▶ [To do]: Rescale the stretch of material from its start through the line containing "23,774,292,952", both ends included, and give all of it again with the requests. Multiply every coordinate in the answers by 1.65 and round each to a whole number, with halves rounding up; the numbers in the requests and their sample output stay unchanged.
■ ■ ■ ■ ■ ■ ■
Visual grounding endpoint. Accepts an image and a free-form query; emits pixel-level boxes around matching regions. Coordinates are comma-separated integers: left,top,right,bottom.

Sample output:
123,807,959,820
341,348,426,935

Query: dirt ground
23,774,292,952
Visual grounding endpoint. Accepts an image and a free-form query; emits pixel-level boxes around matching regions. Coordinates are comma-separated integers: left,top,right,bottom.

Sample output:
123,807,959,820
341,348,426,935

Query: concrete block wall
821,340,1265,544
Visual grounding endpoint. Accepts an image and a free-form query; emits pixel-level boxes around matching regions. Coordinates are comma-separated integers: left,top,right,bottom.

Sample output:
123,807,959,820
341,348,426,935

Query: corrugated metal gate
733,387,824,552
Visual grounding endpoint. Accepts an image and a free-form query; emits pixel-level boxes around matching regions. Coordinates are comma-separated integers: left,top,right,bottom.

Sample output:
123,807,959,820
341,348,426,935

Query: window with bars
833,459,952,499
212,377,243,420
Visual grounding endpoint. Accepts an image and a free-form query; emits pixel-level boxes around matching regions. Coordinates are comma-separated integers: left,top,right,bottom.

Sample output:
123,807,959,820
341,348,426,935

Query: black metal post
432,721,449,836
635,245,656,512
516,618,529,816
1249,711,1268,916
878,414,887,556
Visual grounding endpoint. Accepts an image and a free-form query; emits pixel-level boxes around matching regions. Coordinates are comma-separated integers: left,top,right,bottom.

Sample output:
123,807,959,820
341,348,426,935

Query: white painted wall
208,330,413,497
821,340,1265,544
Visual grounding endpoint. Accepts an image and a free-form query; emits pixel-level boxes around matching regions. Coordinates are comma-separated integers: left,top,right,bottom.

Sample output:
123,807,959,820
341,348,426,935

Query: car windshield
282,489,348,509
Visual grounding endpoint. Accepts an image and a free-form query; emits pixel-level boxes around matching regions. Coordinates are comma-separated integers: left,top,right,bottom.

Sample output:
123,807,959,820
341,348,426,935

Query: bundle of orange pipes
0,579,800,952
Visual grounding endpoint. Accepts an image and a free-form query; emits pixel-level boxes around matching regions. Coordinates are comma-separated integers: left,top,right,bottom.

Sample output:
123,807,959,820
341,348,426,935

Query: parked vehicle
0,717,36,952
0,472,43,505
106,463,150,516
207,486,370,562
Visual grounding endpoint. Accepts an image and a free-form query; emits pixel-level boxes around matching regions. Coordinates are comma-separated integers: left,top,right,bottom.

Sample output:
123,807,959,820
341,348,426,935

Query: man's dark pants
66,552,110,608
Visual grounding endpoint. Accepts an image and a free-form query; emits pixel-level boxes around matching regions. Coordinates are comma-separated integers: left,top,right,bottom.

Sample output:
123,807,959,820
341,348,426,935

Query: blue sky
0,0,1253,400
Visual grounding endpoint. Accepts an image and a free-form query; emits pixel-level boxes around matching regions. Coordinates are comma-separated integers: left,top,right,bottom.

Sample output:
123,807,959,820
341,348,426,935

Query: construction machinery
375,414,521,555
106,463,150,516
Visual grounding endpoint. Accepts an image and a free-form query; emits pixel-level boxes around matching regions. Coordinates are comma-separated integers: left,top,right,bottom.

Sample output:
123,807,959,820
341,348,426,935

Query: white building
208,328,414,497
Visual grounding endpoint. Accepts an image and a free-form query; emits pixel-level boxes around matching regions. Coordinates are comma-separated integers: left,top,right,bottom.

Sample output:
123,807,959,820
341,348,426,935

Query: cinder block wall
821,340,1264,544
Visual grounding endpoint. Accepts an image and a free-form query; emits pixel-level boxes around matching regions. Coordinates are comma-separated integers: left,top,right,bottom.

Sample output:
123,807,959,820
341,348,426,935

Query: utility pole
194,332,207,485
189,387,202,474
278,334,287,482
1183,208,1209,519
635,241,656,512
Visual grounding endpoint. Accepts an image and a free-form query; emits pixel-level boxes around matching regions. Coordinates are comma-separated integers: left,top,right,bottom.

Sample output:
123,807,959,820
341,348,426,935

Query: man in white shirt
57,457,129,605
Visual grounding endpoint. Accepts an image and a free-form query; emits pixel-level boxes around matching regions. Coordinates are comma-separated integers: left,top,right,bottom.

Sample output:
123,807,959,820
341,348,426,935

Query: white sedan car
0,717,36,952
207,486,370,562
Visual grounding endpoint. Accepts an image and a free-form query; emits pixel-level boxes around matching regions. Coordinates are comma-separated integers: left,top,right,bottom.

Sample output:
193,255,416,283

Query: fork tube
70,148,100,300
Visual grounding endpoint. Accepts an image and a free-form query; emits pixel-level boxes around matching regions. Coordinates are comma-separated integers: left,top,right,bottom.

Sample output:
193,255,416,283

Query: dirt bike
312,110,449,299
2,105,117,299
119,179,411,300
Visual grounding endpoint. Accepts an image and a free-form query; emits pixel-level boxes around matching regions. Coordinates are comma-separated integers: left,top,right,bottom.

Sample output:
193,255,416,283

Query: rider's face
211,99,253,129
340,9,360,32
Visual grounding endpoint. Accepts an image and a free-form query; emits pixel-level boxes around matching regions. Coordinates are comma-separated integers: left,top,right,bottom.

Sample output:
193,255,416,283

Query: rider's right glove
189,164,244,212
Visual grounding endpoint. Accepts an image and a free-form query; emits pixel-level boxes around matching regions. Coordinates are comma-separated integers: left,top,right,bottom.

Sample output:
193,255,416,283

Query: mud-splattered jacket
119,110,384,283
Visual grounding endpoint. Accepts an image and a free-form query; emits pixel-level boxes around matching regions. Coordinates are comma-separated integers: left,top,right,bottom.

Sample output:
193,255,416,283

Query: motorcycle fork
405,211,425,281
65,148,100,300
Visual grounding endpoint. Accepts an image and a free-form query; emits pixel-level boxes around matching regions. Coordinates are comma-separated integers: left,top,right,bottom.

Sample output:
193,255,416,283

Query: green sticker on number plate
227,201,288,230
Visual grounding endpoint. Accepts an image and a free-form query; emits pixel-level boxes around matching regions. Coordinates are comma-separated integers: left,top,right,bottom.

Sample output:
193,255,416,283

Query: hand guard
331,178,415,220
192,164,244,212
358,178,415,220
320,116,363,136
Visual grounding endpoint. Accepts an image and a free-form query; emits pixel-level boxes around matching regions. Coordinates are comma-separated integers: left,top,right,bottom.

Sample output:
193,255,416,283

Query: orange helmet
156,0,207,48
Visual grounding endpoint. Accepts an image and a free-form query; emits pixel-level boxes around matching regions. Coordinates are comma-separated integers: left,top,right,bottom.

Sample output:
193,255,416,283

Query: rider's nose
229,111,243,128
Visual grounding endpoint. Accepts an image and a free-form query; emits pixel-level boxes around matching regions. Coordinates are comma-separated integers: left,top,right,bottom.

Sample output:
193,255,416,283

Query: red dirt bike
■ ■ ■ ■ ■ ■ ■
▶ [Answer]:
Visual grounding endpoint. Accepts an image and a free-form query; emits pixel-level boxes around matching regions. Coordinates are comma-separated integers: left,top,right,bottom.

Sample output:
123,807,959,820
341,348,426,935

Query: dirt ground
38,1277,482,1571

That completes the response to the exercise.